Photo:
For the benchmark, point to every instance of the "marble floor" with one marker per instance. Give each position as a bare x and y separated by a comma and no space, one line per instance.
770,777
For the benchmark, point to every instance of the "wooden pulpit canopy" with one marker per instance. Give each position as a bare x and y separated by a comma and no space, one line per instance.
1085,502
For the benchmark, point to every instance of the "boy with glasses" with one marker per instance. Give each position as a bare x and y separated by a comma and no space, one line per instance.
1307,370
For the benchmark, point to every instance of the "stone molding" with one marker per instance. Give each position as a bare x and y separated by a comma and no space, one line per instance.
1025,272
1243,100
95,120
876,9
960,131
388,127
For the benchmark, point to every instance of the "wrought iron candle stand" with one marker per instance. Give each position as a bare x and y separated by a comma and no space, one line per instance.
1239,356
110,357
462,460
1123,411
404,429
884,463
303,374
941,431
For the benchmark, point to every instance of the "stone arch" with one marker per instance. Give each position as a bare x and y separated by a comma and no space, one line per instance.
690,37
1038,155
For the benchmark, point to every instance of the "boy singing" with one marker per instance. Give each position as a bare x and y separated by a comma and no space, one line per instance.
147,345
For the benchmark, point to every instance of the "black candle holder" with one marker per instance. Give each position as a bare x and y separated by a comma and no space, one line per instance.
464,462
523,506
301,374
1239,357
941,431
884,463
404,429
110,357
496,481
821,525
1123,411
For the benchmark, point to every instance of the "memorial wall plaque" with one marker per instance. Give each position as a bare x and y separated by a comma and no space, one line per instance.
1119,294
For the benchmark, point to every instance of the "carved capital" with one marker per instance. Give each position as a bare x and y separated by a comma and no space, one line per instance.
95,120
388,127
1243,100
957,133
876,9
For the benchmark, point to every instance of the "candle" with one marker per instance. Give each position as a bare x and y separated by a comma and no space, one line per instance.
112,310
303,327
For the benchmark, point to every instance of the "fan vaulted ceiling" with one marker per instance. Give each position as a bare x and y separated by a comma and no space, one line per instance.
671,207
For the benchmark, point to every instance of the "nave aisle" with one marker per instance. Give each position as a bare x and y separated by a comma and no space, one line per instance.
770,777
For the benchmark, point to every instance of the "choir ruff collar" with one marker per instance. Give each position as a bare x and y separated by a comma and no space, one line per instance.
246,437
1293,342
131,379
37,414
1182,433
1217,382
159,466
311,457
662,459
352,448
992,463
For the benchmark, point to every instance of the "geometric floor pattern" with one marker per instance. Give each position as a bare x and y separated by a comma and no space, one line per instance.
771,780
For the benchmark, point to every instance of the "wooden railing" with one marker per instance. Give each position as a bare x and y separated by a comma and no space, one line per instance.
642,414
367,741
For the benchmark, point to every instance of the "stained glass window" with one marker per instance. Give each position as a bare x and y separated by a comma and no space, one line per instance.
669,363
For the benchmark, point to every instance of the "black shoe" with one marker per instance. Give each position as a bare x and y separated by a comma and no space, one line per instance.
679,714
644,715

:: Goal of the exercise ::
Can you give every line above again, exactly as written?

:: Correct answer ::
Photo:
For the benchmark, point to every instance of the "marble floor" with one marker per instance. Give each position as a bare x and y separated by a comma and no space, one line per instance.
770,777
For the benchmark, point to every instance of the "wooden pulpit canopy" with one marker per instance. Give each position as a bare x and y separated by a comma and no space, one line per instance.
1085,502
For the benchmark, point to every instance of the "boy with glasses" with one marker per instance. Give each position as a bare x and y separated by a comma and no space, one line per instance.
1307,370
For the benchmark, point to every instance of the "stone molding" with one marker per instance. Give each position as a bare x and y separated by a comma and no space, one line per instance.
1025,272
1243,100
95,120
876,9
960,131
388,127
For the benchmark, point to every instance of the "wrought iron candle stand" with one marker per instance. Give each position as a bare x and y separated by a comma and no space, one line per instance.
1239,356
110,357
462,460
1123,411
404,429
884,463
303,374
941,431
For the benchmark, point to every instance of the "stone arch" with one marker per instance. Give each position as a bare x and y separated by a comma and no space, one line per instance.
690,37
1038,155
For the benchmark, point to every instance of the "boy singing" with one marker per instance. Give each position as a bare x and y separated by a comma and no space, one line per instance.
147,345
For the benchmark, point to every instance of the "black candle holder" with one marker per instance. Give each position as a bare x and y separated by a comma and no space, one line per instance.
464,462
523,506
301,374
1239,357
941,431
884,463
404,429
110,357
496,481
821,525
1123,411
For the benchmark, point to every instance of the "memorial wall plaque" with one marker per instance. Give each position as a bare x and y separated by a comma and no space, one line per instance.
1119,294
For the benchmark, point to every instance of the "carved capital" with one marker per instance. Give each position as a bare x and y separated by a comma and no space, one line per instance.
95,120
388,127
1243,100
957,133
876,9
For the benchmark, point to every instance of the "candle" with one marker per instance. Give each position as a bare x and y separated by a comma and no space, one line per instance.
112,310
303,327
For the benchmark, point to every instance of the "fan vaulted ceiling" with one marker per instance. Give each position as a bare x and y separated by a comma and no space, one line per instance.
671,207
For the benchmark, point to every instance of the "nave aisle" with one marker per instance. Give each position as a bare x and y separated by a comma and no space, one line per instance.
770,777
For the benchmark, point to every instance of the "choir ruff collar" with one marker per instance. Give each position as a bare x and y separated by a comma and no space, one line per instance.
246,437
1293,342
131,379
37,414
1182,433
1217,382
159,466
311,457
662,459
352,448
992,463
For the benchmark, point to every instance of the "geometric floor pattern" with one marker per instance. Give each position as a bare x and y separated by a comma and no space, one line per instance.
771,780
For the benchmark, point to every instance of the "wooden railing" with one marker per instance. Give each position as a bare x and y separated by a comma and no space, one line per instance.
642,414
367,741
For the benchmark, point to every instance of the "stained glass window" with one marker per instance. Give each position as a bare x and y separated by a comma and no space, one line per instance.
669,363
For the benchmark, point to every instance of the "black shoe" with one marker per instance. Give each position as a bare x and y separated by a comma and no space, one line per instance.
679,714
644,715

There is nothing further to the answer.